### [TASK PROMPT]
Rewrite the lines from the one containing "[indicate] black tire" through the last line, requests included, scaling every answer coordinate by 1.35 and rounding to whole numbers, with halves rounded up. Leave the numbers in the requests and their format samples unchanged.

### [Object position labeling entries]
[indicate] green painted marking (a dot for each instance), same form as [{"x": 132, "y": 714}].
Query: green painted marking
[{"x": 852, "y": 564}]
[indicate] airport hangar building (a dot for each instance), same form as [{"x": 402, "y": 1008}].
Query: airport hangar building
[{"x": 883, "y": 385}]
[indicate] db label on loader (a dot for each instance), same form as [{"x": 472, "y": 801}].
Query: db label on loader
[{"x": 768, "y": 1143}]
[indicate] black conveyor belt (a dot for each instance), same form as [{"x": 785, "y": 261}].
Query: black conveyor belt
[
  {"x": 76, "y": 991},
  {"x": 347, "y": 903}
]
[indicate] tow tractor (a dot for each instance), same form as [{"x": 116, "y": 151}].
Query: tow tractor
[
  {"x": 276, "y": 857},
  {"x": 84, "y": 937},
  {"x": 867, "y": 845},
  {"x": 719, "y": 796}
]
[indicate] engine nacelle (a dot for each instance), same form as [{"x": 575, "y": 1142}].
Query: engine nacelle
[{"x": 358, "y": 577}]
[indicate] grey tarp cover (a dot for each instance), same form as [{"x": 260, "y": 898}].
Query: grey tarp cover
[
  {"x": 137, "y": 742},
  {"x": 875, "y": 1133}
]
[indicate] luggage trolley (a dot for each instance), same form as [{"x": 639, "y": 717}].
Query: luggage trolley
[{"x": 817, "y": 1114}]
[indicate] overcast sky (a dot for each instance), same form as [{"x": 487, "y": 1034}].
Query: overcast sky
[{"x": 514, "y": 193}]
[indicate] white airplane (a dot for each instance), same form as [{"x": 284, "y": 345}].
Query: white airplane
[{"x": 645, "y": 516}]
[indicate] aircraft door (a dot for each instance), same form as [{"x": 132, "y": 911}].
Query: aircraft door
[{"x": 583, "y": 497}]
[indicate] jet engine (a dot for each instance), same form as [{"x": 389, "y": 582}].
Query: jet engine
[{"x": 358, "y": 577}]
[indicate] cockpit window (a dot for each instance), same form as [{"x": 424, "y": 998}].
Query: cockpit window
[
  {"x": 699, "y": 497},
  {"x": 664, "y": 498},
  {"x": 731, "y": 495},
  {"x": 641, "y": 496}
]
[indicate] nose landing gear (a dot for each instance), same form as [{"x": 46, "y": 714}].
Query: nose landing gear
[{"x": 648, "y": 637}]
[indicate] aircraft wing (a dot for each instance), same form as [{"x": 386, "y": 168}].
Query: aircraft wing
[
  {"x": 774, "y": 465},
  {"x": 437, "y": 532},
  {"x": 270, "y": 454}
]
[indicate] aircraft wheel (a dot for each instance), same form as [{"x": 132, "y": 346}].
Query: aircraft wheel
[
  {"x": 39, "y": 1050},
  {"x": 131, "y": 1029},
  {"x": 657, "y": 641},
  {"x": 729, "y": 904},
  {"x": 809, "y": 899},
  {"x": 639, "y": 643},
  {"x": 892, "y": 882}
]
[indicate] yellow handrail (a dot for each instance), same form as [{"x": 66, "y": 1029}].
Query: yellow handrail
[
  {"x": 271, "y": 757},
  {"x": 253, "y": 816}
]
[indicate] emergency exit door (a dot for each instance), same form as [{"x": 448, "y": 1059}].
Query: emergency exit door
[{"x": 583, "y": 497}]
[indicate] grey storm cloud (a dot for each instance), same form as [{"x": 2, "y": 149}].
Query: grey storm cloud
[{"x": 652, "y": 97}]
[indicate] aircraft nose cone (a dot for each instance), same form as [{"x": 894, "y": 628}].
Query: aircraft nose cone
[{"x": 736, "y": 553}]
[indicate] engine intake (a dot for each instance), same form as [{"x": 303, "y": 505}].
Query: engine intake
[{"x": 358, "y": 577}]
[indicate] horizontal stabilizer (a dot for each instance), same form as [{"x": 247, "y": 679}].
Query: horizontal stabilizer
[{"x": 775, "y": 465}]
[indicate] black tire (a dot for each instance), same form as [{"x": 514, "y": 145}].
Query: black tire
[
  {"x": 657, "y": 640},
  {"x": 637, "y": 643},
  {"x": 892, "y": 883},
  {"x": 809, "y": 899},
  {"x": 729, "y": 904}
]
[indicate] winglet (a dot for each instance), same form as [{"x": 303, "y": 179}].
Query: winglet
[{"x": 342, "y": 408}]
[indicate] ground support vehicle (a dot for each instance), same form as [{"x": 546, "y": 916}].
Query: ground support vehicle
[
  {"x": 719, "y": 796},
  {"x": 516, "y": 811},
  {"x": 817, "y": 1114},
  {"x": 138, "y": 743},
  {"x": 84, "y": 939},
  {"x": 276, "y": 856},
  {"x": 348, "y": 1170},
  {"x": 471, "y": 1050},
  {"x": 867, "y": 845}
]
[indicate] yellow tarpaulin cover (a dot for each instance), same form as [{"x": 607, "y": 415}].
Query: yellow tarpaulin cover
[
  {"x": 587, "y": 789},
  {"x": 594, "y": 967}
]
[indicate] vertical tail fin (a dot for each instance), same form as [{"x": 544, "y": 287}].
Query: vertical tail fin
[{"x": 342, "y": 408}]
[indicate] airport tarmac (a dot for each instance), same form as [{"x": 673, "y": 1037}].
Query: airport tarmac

### [ANSWER TO THE TASK]
[indicate] black tire (a dot for each instance), same form as [{"x": 514, "y": 145}].
Query: black tire
[
  {"x": 887, "y": 864},
  {"x": 860, "y": 868},
  {"x": 1204, "y": 1192},
  {"x": 1092, "y": 1214},
  {"x": 984, "y": 1220}
]
[indicate] winglet (a dot for each instance), same form as [{"x": 303, "y": 179}].
Query: winglet
[{"x": 462, "y": 551}]
[indicate] ground support vehicle (a dot for each instance), same form as [{"x": 546, "y": 916}].
Query: ground support vehicle
[
  {"x": 971, "y": 1075},
  {"x": 697, "y": 1095},
  {"x": 1103, "y": 1504},
  {"x": 186, "y": 1003},
  {"x": 113, "y": 1268},
  {"x": 373, "y": 1156},
  {"x": 470, "y": 1580},
  {"x": 636, "y": 1418},
  {"x": 1170, "y": 1141}
]
[indicate] yellow tarpaulin cover (a dot for each instance), same form as [{"x": 607, "y": 415}].
Query: yellow tarpaulin cover
[
  {"x": 792, "y": 1065},
  {"x": 802, "y": 1305}
]
[indicate] vertical tail fin (a dot for each instance), same form as [{"x": 544, "y": 287}].
Query: vertical tail fin
[{"x": 462, "y": 551}]
[indicate] airport tarmac (a dot for each instance), same form as [{"x": 673, "y": 1037}].
Query: airport tarmac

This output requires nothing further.